### [Stated goal]
Write out the material below exactly, beginning at the line that contains "the blue sky" and ending with its last line, both ends included; write nothing else.

▼

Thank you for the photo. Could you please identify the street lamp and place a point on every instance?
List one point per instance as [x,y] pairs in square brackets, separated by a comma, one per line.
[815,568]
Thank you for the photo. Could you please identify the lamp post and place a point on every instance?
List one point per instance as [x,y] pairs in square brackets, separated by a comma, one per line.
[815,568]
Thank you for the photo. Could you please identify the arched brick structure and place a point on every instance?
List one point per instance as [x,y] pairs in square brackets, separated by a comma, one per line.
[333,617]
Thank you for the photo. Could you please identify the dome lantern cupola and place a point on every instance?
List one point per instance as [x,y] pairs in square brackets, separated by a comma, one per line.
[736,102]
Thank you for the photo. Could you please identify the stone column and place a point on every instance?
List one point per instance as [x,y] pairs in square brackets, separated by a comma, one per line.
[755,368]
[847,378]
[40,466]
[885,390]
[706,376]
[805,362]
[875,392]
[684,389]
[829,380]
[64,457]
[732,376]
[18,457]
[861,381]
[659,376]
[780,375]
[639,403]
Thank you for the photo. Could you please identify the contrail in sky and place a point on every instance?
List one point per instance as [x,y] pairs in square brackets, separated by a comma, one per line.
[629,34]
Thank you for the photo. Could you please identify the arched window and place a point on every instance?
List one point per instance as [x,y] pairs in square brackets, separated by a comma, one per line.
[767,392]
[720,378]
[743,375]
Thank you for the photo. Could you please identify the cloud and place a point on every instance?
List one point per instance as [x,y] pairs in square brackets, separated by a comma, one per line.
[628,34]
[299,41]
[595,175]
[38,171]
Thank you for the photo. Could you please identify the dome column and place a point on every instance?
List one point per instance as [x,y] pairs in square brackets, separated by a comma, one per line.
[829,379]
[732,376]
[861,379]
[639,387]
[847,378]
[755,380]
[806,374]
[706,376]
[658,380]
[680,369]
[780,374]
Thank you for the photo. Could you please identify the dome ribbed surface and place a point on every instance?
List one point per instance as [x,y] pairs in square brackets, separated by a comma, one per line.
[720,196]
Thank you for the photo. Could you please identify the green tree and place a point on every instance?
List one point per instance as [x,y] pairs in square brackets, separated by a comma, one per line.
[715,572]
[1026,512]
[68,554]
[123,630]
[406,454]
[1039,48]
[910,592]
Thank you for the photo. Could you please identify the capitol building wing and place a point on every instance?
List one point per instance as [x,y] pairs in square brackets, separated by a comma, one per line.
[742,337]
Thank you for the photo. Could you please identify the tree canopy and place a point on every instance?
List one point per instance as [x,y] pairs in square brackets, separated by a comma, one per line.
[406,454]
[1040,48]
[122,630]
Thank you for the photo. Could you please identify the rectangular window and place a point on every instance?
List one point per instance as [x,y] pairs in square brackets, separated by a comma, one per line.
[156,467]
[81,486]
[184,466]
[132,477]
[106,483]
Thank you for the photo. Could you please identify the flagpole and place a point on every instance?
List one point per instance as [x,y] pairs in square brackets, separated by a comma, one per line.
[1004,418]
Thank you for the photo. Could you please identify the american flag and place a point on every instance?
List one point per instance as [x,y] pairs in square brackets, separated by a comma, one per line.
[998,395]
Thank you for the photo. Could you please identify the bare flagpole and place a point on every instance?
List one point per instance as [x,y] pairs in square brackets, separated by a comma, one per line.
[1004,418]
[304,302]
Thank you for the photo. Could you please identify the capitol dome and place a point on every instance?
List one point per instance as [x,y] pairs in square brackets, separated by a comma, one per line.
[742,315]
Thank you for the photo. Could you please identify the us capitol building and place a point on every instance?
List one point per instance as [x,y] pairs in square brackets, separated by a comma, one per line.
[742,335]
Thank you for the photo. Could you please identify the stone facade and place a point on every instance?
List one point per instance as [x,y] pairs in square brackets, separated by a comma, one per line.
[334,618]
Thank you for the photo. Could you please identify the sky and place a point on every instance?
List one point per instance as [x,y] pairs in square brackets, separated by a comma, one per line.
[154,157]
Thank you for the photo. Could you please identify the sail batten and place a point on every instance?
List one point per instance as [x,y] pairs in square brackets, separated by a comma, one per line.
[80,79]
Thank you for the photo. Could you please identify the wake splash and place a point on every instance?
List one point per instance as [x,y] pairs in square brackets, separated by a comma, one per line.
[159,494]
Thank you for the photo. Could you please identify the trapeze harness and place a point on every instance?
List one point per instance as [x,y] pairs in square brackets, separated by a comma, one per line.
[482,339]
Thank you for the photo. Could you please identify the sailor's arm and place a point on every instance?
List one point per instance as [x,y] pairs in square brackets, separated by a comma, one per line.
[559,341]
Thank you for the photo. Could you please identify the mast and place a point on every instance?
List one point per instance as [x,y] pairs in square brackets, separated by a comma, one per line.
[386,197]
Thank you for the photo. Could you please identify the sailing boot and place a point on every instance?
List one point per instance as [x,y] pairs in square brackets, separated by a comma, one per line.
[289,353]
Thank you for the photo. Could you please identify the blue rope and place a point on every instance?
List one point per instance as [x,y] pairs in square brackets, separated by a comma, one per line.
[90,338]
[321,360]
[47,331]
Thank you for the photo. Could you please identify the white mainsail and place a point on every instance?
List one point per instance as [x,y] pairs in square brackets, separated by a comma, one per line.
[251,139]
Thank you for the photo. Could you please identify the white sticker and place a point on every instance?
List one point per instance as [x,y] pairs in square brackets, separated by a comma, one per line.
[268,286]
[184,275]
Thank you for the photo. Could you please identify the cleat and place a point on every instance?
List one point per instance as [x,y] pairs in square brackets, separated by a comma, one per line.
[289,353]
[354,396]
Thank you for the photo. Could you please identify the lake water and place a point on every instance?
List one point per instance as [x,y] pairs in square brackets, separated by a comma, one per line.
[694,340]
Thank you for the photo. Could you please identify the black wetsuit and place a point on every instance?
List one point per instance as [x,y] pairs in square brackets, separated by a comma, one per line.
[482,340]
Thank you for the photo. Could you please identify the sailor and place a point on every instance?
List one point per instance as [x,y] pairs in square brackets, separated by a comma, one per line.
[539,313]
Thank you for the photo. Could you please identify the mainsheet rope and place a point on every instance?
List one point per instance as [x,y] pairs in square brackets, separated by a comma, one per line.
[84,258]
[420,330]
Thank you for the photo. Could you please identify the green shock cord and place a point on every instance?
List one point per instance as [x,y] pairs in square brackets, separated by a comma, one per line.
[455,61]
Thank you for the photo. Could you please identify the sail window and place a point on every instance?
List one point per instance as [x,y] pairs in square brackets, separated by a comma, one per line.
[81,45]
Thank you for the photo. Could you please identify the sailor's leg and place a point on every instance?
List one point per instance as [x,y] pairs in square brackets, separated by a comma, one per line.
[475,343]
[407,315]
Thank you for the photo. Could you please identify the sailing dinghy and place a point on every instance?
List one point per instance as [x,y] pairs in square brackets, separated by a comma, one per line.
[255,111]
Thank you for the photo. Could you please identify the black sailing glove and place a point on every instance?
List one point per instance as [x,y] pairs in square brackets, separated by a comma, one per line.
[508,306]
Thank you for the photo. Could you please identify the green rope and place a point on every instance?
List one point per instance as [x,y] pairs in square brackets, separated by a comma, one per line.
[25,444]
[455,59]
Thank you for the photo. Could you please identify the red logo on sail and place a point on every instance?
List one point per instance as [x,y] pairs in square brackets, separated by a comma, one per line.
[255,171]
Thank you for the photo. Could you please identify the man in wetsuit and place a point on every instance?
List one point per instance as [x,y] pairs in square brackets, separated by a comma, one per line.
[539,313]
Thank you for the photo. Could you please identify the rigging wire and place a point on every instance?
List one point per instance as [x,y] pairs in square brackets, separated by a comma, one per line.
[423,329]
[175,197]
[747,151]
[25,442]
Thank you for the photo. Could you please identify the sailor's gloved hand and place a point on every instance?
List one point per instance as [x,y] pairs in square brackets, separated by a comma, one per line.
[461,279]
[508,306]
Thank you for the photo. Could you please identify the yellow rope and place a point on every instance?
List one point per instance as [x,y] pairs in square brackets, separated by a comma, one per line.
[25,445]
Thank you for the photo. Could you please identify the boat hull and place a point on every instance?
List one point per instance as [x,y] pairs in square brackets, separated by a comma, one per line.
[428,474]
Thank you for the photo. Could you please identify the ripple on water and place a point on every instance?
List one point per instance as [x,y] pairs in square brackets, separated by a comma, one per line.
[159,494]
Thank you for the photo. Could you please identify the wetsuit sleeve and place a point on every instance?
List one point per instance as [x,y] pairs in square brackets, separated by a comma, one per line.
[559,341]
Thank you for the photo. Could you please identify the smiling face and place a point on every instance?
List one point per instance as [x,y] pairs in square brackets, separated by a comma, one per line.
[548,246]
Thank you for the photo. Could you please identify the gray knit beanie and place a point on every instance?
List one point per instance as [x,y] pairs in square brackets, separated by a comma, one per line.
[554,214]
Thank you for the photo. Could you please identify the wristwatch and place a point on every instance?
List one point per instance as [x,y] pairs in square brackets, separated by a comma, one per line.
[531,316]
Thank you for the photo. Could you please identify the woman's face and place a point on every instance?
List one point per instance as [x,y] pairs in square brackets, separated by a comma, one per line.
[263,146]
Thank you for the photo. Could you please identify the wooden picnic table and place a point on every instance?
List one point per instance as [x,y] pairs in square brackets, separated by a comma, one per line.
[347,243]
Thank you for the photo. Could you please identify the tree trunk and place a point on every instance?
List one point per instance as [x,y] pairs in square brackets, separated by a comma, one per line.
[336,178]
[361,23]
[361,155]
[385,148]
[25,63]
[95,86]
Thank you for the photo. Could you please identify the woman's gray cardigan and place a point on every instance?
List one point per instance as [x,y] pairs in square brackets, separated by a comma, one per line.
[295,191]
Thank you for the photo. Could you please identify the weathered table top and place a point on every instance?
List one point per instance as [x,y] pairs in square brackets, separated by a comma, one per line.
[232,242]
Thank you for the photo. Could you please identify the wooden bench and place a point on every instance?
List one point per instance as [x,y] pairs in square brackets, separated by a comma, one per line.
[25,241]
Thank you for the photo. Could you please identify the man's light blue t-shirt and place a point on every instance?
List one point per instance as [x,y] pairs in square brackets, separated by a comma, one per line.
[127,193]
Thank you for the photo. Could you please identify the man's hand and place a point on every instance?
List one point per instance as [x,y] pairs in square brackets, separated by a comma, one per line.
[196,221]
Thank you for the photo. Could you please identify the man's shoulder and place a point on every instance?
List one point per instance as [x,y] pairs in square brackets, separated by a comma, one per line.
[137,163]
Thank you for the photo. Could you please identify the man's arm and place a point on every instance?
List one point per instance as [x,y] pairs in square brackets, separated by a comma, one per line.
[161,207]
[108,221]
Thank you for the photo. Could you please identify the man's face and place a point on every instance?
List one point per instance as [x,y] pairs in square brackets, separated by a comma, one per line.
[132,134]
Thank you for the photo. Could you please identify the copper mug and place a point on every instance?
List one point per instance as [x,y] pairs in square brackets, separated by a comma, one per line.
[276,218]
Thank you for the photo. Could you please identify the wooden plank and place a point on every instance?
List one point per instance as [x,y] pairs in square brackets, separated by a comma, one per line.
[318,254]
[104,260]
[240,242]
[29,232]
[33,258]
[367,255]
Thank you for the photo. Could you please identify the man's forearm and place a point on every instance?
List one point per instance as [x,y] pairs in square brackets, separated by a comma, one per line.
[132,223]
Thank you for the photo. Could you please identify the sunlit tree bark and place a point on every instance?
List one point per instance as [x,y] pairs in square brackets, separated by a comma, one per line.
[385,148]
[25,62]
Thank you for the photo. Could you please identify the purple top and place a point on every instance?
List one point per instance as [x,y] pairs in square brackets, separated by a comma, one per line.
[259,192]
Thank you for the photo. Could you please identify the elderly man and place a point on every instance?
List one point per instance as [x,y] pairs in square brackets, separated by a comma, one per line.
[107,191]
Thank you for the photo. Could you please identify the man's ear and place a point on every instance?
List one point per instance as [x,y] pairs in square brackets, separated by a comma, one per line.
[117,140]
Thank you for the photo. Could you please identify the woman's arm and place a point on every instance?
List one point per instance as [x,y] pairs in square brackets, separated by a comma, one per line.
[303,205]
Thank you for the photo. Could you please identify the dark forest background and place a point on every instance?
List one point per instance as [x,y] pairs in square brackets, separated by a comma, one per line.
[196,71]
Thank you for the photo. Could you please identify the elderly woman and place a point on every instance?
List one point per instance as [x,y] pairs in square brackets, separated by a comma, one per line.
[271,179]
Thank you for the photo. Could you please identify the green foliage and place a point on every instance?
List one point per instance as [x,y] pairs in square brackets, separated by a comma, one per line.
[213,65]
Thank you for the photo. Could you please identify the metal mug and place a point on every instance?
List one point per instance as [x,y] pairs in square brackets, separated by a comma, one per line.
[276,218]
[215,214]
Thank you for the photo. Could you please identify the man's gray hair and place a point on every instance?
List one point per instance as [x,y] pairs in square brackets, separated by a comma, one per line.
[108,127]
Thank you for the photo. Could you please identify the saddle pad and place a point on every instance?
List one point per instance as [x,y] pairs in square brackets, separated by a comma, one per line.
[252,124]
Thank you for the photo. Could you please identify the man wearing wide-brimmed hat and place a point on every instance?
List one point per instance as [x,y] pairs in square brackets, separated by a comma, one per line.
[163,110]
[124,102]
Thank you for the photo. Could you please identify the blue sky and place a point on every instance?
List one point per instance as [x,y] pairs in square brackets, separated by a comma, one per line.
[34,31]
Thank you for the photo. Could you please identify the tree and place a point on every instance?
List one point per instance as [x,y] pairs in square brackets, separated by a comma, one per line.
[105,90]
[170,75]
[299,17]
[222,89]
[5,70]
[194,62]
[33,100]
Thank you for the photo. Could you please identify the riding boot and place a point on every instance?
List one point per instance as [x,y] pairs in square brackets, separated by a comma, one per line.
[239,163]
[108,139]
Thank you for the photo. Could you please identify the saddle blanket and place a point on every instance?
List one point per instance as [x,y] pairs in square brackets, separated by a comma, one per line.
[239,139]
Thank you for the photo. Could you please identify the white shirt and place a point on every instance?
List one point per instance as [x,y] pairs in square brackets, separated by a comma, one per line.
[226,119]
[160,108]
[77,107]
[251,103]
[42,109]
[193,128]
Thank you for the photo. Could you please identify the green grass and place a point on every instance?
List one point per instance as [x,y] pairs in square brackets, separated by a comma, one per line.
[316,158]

▲

### [Response to the task]
Thank you for the photo. Could you please identify the blue sky and place a point on every instance?
List one point per instance as [x,y] pairs in square brackets, separated by a comma, one per line.
[34,31]
Thank you for the photo. Could you please identify the tree and place a point on every instance?
List one point per instance as [x,y] pairs in square brackets, separated by a comma, one per line.
[105,90]
[170,75]
[299,17]
[222,89]
[5,70]
[194,62]
[33,100]
Thank you for the photo. Could you please identify the riding boot and place a point on every instance?
List one point per instance as [x,y] pairs in square brackets, separated by a comma, one per line.
[239,163]
[108,139]
Thank you for the photo. Could you please identify the saddle blanket and place a point on every instance?
List one point per instance as [x,y] pairs in square brackets, separated by a comma, one per line.
[239,139]
Thank you for the photo. Could you please identify the white shirt and place a point on every instance?
List one point per instance as [x,y] pairs in square brackets, separated by a comma, one per line.
[226,119]
[160,108]
[77,107]
[251,103]
[42,109]
[193,128]
Thank you for the photo. Could you please identify the green grass and place a point on every instance?
List one point per instance as [x,y] pairs in square brackets, separated by a comma, one per line.
[316,158]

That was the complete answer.